=== Dataset ===

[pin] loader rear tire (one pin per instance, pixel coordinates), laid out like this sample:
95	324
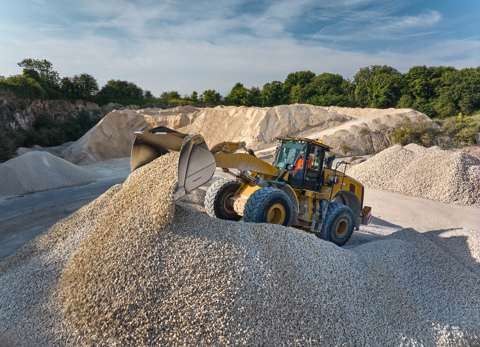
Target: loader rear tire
217	200
269	205
338	224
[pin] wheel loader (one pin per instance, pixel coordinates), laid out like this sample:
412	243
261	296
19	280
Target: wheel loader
301	189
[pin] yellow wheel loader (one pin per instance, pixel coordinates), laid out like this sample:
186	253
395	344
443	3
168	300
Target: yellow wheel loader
300	189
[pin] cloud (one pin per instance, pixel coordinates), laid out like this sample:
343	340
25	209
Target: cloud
191	45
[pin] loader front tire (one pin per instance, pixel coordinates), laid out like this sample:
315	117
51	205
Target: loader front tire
217	200
338	224
269	205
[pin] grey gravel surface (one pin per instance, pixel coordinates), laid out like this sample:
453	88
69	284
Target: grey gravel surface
133	268
36	171
431	173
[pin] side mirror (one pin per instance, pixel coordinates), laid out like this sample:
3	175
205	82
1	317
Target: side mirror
329	161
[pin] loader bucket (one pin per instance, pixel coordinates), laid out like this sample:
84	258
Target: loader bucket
151	144
196	166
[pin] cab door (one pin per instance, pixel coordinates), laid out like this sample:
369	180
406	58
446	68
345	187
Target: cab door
313	168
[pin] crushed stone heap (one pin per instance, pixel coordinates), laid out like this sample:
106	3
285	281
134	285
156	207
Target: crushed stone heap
431	173
258	127
36	171
134	269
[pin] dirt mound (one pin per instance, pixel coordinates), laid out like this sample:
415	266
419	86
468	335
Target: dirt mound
36	171
472	150
431	173
363	130
131	269
113	136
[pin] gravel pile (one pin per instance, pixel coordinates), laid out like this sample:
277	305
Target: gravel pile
37	170
134	269
431	173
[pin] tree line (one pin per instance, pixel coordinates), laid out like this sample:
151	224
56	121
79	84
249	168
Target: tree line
436	91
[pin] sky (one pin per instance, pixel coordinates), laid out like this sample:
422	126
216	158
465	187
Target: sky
195	45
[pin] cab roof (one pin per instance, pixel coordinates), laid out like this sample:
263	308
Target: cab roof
317	143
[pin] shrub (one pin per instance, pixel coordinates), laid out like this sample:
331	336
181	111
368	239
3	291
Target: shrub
421	132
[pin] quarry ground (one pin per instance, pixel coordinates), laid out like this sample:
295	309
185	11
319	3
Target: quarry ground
24	217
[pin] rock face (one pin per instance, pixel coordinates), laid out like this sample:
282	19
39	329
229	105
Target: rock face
20	114
360	131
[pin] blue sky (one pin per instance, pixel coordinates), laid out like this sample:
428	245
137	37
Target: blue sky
189	45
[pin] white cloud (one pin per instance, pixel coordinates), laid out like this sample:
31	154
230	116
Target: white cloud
179	46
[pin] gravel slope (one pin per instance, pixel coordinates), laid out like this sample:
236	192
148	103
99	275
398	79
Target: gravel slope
431	173
131	268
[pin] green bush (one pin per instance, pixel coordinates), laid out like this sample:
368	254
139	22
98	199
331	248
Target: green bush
421	132
464	129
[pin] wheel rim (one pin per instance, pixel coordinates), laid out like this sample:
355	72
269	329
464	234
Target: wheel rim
276	214
228	203
341	228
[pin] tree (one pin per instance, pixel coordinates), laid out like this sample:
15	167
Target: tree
378	86
238	95
86	86
43	67
210	96
119	91
273	94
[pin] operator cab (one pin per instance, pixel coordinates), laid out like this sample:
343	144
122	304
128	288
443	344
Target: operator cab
303	159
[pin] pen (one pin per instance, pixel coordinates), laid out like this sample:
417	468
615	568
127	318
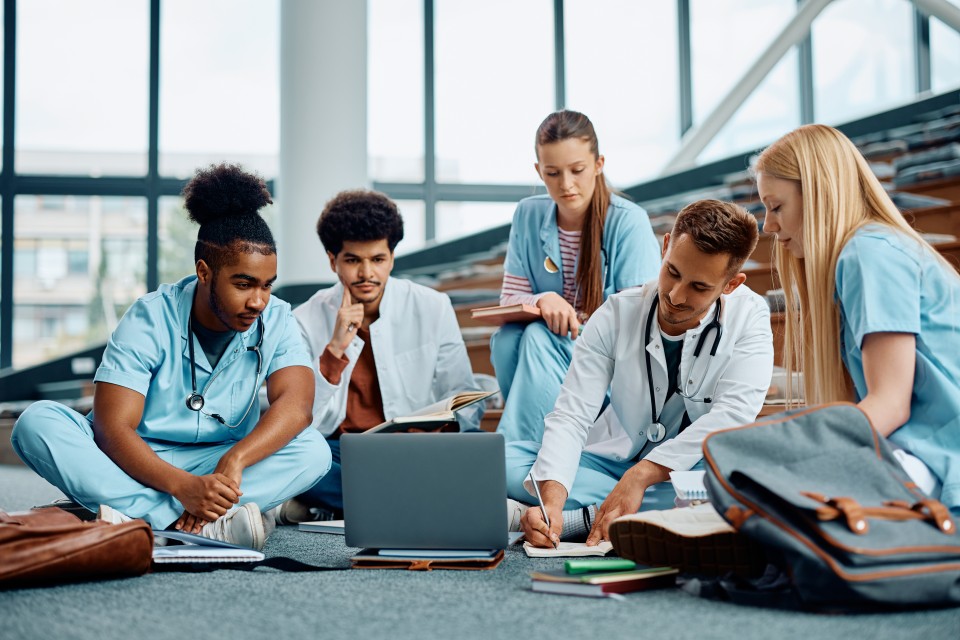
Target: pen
543	510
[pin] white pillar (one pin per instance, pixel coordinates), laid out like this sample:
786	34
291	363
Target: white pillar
323	125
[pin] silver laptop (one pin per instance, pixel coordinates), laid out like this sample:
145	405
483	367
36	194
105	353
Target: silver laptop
424	490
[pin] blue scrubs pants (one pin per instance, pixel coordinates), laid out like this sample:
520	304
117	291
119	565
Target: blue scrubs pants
58	444
328	493
594	481
531	362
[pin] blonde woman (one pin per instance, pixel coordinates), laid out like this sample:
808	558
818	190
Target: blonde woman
873	311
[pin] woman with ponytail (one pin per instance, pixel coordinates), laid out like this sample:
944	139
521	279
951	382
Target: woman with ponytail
569	250
873	311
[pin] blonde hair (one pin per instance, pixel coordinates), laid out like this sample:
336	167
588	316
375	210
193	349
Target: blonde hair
840	194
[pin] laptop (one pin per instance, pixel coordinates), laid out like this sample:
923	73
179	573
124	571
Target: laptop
424	490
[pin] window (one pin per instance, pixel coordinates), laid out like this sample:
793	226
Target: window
634	105
727	38
862	58
82	92
219	85
84	265
488	106
456	219
944	56
395	113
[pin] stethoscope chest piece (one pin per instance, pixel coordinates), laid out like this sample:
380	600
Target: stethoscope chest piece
656	432
195	402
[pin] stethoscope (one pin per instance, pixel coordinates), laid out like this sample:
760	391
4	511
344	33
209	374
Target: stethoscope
195	401
657	431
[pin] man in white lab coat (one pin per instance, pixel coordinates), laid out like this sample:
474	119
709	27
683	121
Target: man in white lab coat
682	356
382	347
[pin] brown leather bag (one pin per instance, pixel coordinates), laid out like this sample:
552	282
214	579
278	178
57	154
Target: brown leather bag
51	546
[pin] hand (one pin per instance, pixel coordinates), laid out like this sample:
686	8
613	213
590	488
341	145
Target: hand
206	498
560	316
349	318
626	498
189	523
532	523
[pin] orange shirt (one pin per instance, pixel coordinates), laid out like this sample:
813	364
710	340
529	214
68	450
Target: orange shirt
364	402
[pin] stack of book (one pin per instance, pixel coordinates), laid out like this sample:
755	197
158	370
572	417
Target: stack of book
602	581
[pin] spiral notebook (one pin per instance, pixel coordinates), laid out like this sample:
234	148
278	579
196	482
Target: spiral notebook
200	549
689	485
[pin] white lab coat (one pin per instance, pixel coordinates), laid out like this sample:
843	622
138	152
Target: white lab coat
609	354
417	347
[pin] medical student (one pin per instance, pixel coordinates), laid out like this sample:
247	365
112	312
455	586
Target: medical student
381	347
873	311
568	251
682	356
176	436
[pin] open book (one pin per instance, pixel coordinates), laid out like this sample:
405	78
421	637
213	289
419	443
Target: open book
435	415
509	313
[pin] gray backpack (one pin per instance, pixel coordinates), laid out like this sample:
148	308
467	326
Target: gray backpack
821	490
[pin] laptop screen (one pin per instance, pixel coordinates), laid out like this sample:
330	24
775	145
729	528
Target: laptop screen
424	490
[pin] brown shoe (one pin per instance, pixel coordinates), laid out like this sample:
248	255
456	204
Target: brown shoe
692	539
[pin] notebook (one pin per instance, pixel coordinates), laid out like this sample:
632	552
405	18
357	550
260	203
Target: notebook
200	549
322	526
424	490
568	550
689	485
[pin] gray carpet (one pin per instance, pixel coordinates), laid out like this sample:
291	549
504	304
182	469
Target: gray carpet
395	604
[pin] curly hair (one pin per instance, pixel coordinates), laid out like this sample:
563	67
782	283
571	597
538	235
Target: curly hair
359	215
719	227
225	200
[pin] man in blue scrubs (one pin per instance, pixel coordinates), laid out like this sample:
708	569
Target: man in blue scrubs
176	436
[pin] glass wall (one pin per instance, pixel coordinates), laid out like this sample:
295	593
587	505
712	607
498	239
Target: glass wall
105	135
489	104
395	114
82	93
863	58
219	85
634	105
78	264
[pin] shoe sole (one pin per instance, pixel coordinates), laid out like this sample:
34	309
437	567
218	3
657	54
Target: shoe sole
710	555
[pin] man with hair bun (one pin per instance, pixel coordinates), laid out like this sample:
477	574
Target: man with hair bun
176	436
682	356
382	347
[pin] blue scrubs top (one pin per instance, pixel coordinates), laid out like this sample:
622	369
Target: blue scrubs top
148	352
632	253
886	282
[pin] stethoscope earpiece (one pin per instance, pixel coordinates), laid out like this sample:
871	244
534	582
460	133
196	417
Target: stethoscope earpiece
195	402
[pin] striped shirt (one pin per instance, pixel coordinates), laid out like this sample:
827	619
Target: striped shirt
517	290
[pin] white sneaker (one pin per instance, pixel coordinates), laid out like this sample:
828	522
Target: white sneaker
692	539
292	511
241	526
515	511
111	515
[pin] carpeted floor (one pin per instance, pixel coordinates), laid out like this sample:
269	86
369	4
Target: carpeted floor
395	604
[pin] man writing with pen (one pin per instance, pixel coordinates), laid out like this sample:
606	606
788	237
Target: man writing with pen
382	347
682	356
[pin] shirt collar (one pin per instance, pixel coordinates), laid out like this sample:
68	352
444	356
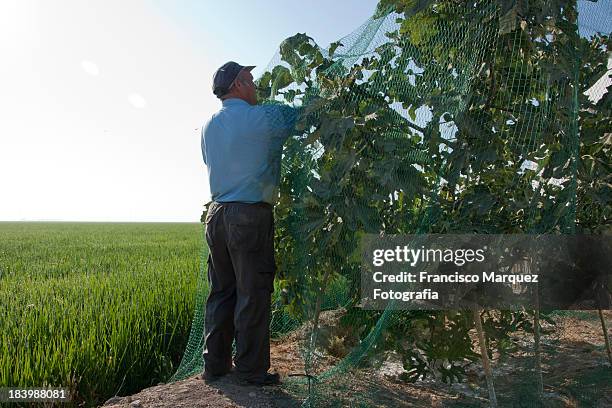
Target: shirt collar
234	101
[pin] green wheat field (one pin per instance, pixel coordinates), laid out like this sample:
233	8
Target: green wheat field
100	308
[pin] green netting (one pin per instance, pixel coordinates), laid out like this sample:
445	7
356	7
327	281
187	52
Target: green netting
432	117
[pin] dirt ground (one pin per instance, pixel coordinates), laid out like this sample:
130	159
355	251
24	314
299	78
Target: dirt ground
576	373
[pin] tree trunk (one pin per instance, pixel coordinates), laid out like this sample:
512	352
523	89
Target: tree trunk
485	359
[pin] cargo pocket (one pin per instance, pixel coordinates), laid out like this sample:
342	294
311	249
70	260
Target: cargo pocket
245	237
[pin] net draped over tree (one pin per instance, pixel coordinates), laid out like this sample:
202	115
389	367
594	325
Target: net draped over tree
488	117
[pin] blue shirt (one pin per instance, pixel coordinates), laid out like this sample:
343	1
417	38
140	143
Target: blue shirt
242	147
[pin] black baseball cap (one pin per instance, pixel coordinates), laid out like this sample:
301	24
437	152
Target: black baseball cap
225	75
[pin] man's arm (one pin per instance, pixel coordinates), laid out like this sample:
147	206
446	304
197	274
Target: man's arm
203	146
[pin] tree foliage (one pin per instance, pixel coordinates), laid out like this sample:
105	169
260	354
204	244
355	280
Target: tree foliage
470	118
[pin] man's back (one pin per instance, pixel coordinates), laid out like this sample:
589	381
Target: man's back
241	146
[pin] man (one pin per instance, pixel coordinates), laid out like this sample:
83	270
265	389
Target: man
241	146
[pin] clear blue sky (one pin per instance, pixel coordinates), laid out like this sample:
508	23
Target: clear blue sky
250	31
102	100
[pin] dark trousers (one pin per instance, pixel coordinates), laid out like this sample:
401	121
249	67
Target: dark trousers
241	271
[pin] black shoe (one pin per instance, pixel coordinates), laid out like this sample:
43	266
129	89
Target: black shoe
210	377
269	379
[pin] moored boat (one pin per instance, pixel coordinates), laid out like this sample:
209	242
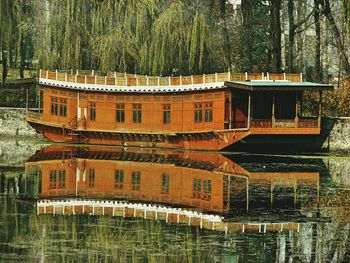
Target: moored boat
207	112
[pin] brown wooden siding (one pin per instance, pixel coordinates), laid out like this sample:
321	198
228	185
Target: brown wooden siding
182	110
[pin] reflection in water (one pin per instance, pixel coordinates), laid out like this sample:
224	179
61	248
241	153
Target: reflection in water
110	203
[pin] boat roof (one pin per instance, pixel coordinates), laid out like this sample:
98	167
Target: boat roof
278	85
132	89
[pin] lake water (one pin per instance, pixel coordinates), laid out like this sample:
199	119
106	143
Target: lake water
97	204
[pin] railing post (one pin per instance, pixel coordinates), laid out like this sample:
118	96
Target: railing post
296	110
273	111
319	110
249	109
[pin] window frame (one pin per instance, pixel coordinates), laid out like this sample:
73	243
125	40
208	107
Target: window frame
119	179
208	111
166	113
92	111
63	107
120	112
54	106
198	112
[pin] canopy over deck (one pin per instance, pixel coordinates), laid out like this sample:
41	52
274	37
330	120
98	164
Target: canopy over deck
277	85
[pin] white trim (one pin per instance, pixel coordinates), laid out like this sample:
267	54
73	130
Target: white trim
131	89
121	204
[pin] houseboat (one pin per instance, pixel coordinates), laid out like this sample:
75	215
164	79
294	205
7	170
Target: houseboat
199	189
207	112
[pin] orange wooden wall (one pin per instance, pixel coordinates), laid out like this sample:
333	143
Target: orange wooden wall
182	110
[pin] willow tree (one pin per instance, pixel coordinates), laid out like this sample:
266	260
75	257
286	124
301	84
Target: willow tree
180	37
121	34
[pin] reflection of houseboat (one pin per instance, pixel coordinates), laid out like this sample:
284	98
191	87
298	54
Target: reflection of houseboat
154	185
207	112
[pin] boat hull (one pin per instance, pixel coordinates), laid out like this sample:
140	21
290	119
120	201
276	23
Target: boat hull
215	140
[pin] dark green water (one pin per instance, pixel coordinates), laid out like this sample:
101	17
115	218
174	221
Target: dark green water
317	209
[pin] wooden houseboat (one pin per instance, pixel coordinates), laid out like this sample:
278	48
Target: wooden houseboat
208	112
210	188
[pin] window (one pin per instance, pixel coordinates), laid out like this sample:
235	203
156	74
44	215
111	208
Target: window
53	179
165	183
62	179
54	106
41	101
135	181
197	188
137	113
119	179
198	112
208	111
207	190
63	107
92	111
91	178
166	113
120	114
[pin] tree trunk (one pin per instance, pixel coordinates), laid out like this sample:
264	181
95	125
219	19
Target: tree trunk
246	41
318	69
22	56
4	65
291	36
227	46
276	35
338	40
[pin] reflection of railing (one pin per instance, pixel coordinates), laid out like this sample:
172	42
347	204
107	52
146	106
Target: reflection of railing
279	123
308	123
261	123
34	115
168	214
287	123
123	79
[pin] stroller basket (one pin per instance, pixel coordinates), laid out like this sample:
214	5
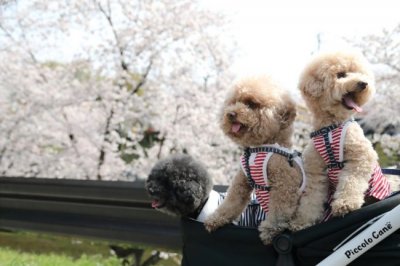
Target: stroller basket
233	245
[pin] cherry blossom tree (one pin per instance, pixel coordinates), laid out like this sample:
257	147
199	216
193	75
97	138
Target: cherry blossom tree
381	120
103	89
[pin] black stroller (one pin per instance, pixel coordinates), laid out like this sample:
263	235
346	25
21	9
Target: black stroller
372	232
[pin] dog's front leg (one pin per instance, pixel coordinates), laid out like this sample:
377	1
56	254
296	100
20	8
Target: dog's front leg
237	198
360	159
311	207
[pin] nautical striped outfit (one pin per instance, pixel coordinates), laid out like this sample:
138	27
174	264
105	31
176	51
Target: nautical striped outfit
252	216
254	164
329	142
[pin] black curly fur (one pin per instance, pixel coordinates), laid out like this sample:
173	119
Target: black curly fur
180	184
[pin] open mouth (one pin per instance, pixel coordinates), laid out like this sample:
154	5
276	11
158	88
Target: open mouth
237	128
348	101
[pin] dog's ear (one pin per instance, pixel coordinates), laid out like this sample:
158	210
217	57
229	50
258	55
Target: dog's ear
287	112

===

Objective:
Give again, unchanged, only the lines from the line containing "[pin] reflection of railing" to the last line of the records above. Pictures do not belong in the copy.

Result of this exercise:
[pin] reflection of railing (one pin per instance, pixel coordinates), laid out like this sample:
172	42
347	204
107	52
146	106
Target: reflection of railing
279	123
308	123
261	123
34	115
168	214
287	123
123	79
[pin] stroller basket (one pin per instance, pixel coordinates), laid out like this sample:
214	5
Target: stroller basket
233	245
[pin] cherry blossom tree (one pin per instance, pixel coordinates), laid out like this sample:
257	147
199	216
193	75
97	138
Target: cherry blossom tree
381	120
103	89
[pin] black stroller (one pin per instance, pixel coordinates), laid out like this sample:
263	235
346	25
21	9
Target: black stroller
372	232
[pin] dog's front leg (one pin per instance, pixel coordinates), laid out like this sample:
377	1
56	254
296	100
20	8
Target: dog's front leg
237	198
360	159
311	207
[pin] nautical striped outfit (one pin per instance, pixel coordinates), laid out like this sample:
138	27
174	264
105	31
176	51
Target: nautical striped outfit
252	216
254	164
329	142
[pin] black curly fur (one pin per instance, pixel coordinates), laid out like this sample:
173	119
Target: black curly fur
180	184
[pin] open mouth (one pin per instance, pixel coordinates), laid out like this sample:
154	5
276	11
158	88
Target: open mouth
237	128
348	101
[pin] dog's ear (one pin per instance, pixel coordinates), laid out like this sample:
158	210
217	57
229	50
258	55
Target: dog's ear
287	112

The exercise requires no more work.